Stored data entries:
"""
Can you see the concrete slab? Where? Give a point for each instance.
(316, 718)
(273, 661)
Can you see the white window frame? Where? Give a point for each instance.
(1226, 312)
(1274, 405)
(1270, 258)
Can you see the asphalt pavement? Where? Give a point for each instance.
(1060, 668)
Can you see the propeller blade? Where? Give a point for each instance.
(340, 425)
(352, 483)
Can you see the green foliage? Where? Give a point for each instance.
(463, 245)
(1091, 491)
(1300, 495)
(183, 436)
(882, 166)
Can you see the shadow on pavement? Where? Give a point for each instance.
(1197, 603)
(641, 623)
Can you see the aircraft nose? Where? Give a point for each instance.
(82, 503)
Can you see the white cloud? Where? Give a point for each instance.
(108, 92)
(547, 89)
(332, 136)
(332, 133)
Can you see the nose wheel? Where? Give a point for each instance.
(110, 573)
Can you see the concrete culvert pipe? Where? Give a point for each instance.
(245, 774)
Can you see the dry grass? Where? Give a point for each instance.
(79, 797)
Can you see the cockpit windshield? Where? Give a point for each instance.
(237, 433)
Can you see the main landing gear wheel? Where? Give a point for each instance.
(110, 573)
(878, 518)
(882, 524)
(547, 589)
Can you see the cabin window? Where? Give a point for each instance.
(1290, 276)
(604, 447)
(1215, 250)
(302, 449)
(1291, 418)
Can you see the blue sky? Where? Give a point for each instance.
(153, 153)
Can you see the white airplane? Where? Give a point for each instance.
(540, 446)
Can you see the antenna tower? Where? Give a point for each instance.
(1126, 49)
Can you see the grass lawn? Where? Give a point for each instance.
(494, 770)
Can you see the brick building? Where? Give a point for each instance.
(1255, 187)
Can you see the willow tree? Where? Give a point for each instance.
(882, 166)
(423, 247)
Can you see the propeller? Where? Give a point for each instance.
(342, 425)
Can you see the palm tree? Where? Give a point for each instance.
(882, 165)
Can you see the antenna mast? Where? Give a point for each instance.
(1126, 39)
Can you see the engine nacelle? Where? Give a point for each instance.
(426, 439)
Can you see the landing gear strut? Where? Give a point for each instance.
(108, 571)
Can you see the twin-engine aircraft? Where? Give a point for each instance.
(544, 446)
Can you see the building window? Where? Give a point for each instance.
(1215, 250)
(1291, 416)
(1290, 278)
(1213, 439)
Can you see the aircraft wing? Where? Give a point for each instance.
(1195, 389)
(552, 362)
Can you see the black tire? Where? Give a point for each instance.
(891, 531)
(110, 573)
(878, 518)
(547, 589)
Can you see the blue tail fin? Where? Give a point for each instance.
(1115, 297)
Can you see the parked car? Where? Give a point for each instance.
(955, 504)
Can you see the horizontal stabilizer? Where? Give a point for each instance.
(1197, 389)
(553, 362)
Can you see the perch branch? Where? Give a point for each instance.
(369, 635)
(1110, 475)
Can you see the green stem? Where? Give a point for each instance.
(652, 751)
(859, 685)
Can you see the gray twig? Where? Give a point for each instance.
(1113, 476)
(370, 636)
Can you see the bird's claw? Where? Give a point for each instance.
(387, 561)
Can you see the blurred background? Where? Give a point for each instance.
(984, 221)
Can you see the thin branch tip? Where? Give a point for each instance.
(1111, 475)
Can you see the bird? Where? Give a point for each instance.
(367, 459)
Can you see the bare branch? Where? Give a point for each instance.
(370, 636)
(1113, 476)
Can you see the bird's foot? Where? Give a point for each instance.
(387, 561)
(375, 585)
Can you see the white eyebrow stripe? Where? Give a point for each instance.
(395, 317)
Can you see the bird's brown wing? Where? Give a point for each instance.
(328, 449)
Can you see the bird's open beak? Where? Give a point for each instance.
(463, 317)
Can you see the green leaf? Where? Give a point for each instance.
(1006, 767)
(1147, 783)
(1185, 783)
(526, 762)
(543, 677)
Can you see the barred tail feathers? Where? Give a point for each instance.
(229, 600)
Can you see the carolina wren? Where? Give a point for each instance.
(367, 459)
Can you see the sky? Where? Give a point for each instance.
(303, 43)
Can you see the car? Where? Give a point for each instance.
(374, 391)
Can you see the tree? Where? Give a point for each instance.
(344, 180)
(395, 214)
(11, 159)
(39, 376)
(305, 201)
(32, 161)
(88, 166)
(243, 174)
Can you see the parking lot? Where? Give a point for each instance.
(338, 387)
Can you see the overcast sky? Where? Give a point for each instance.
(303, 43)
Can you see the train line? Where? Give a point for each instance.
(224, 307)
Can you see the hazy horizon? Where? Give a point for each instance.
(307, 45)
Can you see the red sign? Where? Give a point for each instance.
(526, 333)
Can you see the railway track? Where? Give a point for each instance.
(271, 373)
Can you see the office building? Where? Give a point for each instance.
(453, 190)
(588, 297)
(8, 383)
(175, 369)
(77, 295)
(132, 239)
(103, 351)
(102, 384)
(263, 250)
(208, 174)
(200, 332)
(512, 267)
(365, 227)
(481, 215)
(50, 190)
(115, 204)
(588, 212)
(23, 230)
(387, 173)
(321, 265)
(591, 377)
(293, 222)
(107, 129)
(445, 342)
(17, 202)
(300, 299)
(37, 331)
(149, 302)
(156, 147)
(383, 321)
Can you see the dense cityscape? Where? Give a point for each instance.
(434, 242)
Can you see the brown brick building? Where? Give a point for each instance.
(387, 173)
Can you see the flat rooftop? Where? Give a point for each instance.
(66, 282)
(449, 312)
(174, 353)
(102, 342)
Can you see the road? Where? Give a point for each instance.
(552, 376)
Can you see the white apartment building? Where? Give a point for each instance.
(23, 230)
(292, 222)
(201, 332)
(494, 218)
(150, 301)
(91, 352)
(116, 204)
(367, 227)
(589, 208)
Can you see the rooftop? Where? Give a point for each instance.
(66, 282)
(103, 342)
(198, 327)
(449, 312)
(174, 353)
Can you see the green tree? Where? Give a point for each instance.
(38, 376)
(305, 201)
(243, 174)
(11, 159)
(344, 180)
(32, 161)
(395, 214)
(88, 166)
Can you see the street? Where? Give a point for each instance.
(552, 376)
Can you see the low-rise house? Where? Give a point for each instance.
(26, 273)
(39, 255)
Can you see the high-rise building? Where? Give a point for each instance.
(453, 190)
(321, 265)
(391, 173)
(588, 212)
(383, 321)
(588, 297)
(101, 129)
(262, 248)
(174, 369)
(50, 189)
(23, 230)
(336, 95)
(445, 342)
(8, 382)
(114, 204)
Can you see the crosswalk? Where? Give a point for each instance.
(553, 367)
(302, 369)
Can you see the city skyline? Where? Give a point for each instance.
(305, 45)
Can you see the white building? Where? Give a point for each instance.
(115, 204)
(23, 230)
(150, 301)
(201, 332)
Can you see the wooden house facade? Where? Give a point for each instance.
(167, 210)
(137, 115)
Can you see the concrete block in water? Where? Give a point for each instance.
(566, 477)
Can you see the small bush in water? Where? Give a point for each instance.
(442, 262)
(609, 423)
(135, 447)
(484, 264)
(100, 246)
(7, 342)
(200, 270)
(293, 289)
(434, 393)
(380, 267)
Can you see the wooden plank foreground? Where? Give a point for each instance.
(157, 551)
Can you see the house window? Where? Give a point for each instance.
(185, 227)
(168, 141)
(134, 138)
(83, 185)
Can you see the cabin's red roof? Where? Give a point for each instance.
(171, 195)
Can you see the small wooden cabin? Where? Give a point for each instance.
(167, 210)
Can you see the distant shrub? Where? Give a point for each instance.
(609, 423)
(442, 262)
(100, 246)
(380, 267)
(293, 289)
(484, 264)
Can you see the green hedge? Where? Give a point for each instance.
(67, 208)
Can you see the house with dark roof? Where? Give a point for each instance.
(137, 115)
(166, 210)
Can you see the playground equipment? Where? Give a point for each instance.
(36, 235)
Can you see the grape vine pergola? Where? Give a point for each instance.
"""
▸ **Brief**
Copy every line above word for word, keeping the original order.

▸ **Exercise solution**
Can you see the concrete slab? Where? Give a point for each instance.
(316, 718)
(273, 661)
Can you see the white window frame? Where? Give a point for each instance.
(1226, 312)
(1274, 405)
(1270, 258)
Can you see the asphalt pavement? Where? Give a point for each instance.
(1060, 668)
Can you see the propeller blade? Where? Give a point for each instance.
(340, 425)
(352, 483)
Can you see the green foliage? Where? Give a point for each instance.
(463, 245)
(1091, 491)
(1300, 495)
(183, 436)
(882, 166)
Can you see the shadow on pavement? Where? Give a point for each instance.
(1197, 603)
(641, 623)
Can you see the aircraft nose? Where? Give a point for each instance.
(82, 503)
Can you see the white cloud? Where? Give a point for each instance.
(108, 92)
(547, 89)
(332, 136)
(332, 133)
Can you see the nose wheel? Where? Give a point for each instance.
(110, 573)
Can you see the concrete culvert pipe? Where? Give a point for each instance.
(245, 774)
Can you see the dry grass? Where? Give a point for each instance.
(79, 797)
Can you see the cockpit windshield? Where? Give a point for each instance.
(237, 433)
Can you see the main landing gear wheel? Where? Give a point for each instance.
(110, 573)
(878, 518)
(882, 524)
(547, 589)
Can you see the cabin window? Where? Give a point for each instance.
(1290, 276)
(604, 447)
(1215, 250)
(302, 449)
(1291, 418)
Can you see the blue sky? Where? Give a point for each instance.
(153, 153)
Can you see the white airplane? Where? Give a point for each instance.
(540, 446)
Can you see the antenna tower? Where? Give a point for each instance.
(1126, 49)
Can you see the grass lawn? Where? Give a point for each instance.
(494, 770)
Can you see the brick building? Where? Give a point for each instance.
(1255, 187)
Can you see the willow tree? Where? Give a point for each instance.
(882, 166)
(423, 247)
Can you see the propeller? Where? Give a point for each instance.
(342, 425)
Can you see the palm tree? Where? Give a point for each instance.
(882, 165)
Can you see the antenna mast? Where? Give a point for each instance.
(1126, 39)
Can you see the engine nacelle? Where? Give a point for each instance.
(426, 439)
Can you see the landing gear strut? Where? Give a point for each instance.
(108, 571)
Can you see the twin-engine aircraft? Where? Give a point for each instance.
(544, 446)
Can you see the building window? Where? Give a point for each instance.
(1215, 250)
(1291, 416)
(1290, 278)
(1213, 439)
Can you see the aircraft wing? Where? Give a point for each instance.
(1195, 389)
(552, 362)
Can you see the black tire? Where? Give a point for each instance.
(891, 531)
(110, 573)
(878, 518)
(547, 589)
Can you see the blue tail fin? Where? Give a point for each instance.
(1115, 297)
Can you see the parked car? Where? Give a point for each instance.
(955, 504)
Can you see the horizontal stabilizer? Where? Give a point for each instance.
(1197, 389)
(553, 362)
Can you see the perch branch? Where? Give a point for each instance.
(369, 635)
(1110, 475)
Can you see the green stem? Where? Give a point for each instance.
(652, 751)
(859, 685)
Can you see the gray twig? Where? Give a point for each instance.
(1113, 476)
(370, 636)
Can you see the bird's claw? Where? Give a point for each instance.
(387, 561)
Can you see the blurred background? Where? Give a point for each instance.
(984, 221)
Can you see the thin branch tip? Where? Give a point for each instance.
(1111, 475)
Can you see the bird? Where? Give a point for each instance.
(367, 459)
Can you see the bare branch? Where? Give a point for each instance.
(370, 636)
(1113, 476)
Can you see the bird's foot? Where? Give a point for each instance.
(387, 561)
(375, 585)
Can you see the white eyebrow stripe? Where? Give a point for each instance.
(395, 317)
Can you see the bird's brown wing? Where? Give a point for each instance.
(328, 449)
Can you see the bird's open beak? Where? Give a point for each instance.
(463, 317)
Can you see the green leaf? Where? Give a point for each instance.
(1006, 767)
(1147, 783)
(1185, 783)
(526, 762)
(543, 677)
Can you see the barred tail feathers? Where? Give a point for each instance.
(229, 600)
Can you see the carolina wren? Where? Give a point for each instance.
(367, 459)
Can you see the sky? Where? Give a point for each instance.
(303, 43)
Can you see the car? Where? Give a point for each instance.
(374, 391)
Can you see the tree? Where? Give a point for each instance.
(344, 180)
(395, 214)
(11, 159)
(39, 376)
(305, 201)
(32, 161)
(88, 166)
(243, 174)
Can you see the parking lot? Where? Give a point for each instance.
(338, 387)
Can you see the overcast sky? Where? Give a point for each instance.
(303, 43)
Can you see the train line? Where? Give a point for each instance.
(224, 307)
Can you see the hazy horizon? Where? Give a point for each instance.
(307, 45)
Can you see the red sign? Where? Give a point for each instance.
(526, 333)
Can you see the railway track? Where? Give a point for each instance.
(271, 373)
Can you see the office building? Where? Give a point for each instance.
(453, 190)
(588, 297)
(8, 383)
(175, 369)
(77, 295)
(132, 239)
(103, 351)
(102, 384)
(263, 250)
(208, 174)
(200, 332)
(512, 267)
(365, 227)
(481, 215)
(50, 190)
(115, 204)
(588, 212)
(23, 230)
(387, 173)
(321, 265)
(591, 377)
(293, 222)
(107, 129)
(445, 342)
(17, 202)
(300, 299)
(37, 331)
(149, 302)
(156, 147)
(383, 321)
Can you see the dense cityscape? Where? Give a point for each instance.
(434, 242)
Can you see the brown brick building? Where? Give a point for each instance.
(387, 173)
Can you see the flat rooftop? Where? Give a point for each instance.
(66, 282)
(449, 312)
(174, 353)
(102, 342)
Can you see the road? Where? Give a point for each instance.
(552, 376)
Can you see the white apartment building? Where? Give a point for each instance.
(23, 230)
(292, 222)
(201, 332)
(494, 218)
(150, 301)
(91, 352)
(116, 204)
(367, 227)
(589, 208)
Can you see the rooftop? Where? Give a point for each instance.
(66, 282)
(103, 342)
(198, 327)
(449, 312)
(174, 353)
Can you see the green tree? Where? Give a point for each instance.
(38, 376)
(305, 201)
(243, 174)
(11, 159)
(344, 180)
(32, 161)
(395, 214)
(88, 166)
Can you see the street? Where? Give a point for each instance.
(552, 376)
Can you see the low-rise house? Where? Give a point for each instance.
(26, 273)
(39, 255)
Can you see the high-rise building? Where? Give a point for each instance.
(453, 190)
(321, 265)
(391, 173)
(588, 212)
(383, 321)
(588, 297)
(101, 129)
(262, 248)
(174, 369)
(50, 189)
(23, 230)
(336, 95)
(445, 342)
(8, 382)
(114, 204)
Can you see the crosswalk? Where? Give a point for each instance.
(553, 367)
(302, 369)
Can you see the city skyline? Where? Give a point for each instance.
(305, 45)
Can you see the white building? Where? Give a point for each instance.
(115, 204)
(23, 230)
(150, 301)
(201, 332)
Can you see the wooden house facade? Where? Give a point for each instance.
(167, 210)
(137, 115)
Can you see the concrete block in water? Where? Give a point for each instance.
(566, 477)
Can you see the small bush in water? Where? Give a point for each instance.
(442, 262)
(609, 423)
(135, 447)
(484, 264)
(100, 246)
(7, 342)
(200, 270)
(293, 289)
(434, 393)
(380, 267)
Can you see the wooden plank foreground? Where? Give a point for each instance.
(157, 551)
Can you see the house window? Where? Give a point for each instance.
(185, 227)
(168, 141)
(134, 138)
(83, 185)
Can you see the cabin's red roof? Where? Give a point for each instance.
(171, 195)
Can you see the small wooden cabin? Where? Give a point for each instance.
(167, 210)
Can you see the distant shrub? Where? Give a point for each instance.
(609, 423)
(442, 262)
(100, 246)
(380, 267)
(293, 289)
(484, 264)
Can you see the green hedge? Where? Give a point for each instance.
(67, 208)
Can you see the house with dark roof? Where? Give a point for each instance.
(137, 115)
(166, 210)
Can you see the playground equipment? Where? Give a point for each instance.
(36, 235)
Can you see the grape vine pergola? Where? Give a point for each instance.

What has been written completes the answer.